*PROMPT*. Find every line in the rows that contains the word "blue" and copy each of those lines. Case counts.
— Start —
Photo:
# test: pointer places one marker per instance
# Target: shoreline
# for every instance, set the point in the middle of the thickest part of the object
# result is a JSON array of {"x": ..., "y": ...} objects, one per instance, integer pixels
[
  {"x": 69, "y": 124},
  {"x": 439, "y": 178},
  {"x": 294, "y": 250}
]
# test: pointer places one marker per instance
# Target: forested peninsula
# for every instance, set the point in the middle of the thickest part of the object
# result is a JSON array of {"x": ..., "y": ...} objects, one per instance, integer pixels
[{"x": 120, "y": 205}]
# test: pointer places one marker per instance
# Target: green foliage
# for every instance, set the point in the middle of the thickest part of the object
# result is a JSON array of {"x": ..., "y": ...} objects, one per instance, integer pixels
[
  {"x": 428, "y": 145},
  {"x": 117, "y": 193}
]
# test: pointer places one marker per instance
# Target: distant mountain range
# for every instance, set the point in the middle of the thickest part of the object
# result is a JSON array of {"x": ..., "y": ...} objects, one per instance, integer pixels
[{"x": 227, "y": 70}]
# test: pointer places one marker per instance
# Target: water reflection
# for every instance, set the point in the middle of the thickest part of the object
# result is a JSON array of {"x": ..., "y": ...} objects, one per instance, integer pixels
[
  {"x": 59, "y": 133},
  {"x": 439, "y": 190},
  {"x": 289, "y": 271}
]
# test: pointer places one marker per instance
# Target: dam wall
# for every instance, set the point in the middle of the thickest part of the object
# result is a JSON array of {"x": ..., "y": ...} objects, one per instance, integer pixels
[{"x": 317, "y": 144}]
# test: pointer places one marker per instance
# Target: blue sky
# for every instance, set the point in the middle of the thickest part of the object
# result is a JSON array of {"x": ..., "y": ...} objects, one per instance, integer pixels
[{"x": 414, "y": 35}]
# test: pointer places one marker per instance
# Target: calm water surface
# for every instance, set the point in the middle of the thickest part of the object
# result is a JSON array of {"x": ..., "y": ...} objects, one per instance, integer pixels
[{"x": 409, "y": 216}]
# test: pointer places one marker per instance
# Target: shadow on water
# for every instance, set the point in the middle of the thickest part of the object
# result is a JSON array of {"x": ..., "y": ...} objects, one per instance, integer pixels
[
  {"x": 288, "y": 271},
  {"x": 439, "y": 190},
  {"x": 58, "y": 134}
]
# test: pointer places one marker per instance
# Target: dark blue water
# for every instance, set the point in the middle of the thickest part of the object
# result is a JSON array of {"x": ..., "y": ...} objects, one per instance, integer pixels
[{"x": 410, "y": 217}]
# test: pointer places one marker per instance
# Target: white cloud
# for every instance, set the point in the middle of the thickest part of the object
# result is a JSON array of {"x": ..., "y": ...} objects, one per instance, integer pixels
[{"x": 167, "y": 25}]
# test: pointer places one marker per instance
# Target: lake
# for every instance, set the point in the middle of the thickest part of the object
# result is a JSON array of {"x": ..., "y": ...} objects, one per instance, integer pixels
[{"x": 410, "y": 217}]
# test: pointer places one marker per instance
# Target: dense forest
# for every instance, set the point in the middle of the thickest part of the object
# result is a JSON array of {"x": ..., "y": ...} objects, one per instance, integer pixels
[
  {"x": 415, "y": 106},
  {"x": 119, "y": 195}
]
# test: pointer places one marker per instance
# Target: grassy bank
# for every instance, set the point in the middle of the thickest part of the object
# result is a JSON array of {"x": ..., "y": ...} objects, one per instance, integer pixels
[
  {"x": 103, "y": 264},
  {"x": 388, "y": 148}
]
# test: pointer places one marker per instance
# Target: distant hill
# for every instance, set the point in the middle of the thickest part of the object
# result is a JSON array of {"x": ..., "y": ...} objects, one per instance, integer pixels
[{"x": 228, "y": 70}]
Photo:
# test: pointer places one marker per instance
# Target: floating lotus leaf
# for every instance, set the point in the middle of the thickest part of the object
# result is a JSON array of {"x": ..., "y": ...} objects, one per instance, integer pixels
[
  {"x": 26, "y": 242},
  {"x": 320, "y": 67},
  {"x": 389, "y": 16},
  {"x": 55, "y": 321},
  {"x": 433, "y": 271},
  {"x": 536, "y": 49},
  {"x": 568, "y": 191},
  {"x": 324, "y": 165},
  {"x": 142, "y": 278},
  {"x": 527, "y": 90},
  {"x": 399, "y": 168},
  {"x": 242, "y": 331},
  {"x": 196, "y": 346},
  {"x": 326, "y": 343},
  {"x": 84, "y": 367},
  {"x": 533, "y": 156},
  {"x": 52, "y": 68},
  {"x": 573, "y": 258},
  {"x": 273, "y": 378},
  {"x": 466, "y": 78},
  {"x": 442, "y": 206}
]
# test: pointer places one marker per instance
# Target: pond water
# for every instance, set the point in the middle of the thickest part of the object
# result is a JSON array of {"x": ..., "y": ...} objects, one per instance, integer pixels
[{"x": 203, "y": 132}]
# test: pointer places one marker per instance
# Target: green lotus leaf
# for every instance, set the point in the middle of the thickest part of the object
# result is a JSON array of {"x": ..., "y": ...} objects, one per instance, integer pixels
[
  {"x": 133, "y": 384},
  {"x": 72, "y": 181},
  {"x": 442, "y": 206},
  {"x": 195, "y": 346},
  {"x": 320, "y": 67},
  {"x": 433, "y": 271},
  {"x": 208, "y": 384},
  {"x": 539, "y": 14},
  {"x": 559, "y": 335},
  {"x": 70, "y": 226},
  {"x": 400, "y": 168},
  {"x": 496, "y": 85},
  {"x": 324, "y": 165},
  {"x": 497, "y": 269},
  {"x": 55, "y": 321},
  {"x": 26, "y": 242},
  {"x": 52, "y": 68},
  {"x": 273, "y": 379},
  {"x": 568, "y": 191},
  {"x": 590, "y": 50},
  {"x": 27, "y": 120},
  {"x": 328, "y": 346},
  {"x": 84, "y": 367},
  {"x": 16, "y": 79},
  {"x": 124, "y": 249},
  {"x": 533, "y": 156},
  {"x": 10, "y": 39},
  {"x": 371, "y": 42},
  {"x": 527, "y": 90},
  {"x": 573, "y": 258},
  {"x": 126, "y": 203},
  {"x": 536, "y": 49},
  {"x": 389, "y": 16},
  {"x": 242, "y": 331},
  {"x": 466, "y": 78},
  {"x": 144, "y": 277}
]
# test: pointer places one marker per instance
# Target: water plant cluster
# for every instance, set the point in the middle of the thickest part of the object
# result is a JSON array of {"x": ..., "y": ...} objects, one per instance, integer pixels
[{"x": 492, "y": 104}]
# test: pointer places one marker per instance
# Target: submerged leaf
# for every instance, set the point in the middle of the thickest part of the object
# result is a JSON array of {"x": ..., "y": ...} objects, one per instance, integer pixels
— End —
*REPLY TO THE EXERCISE*.
# Target: blue sky
# Target: dark blue water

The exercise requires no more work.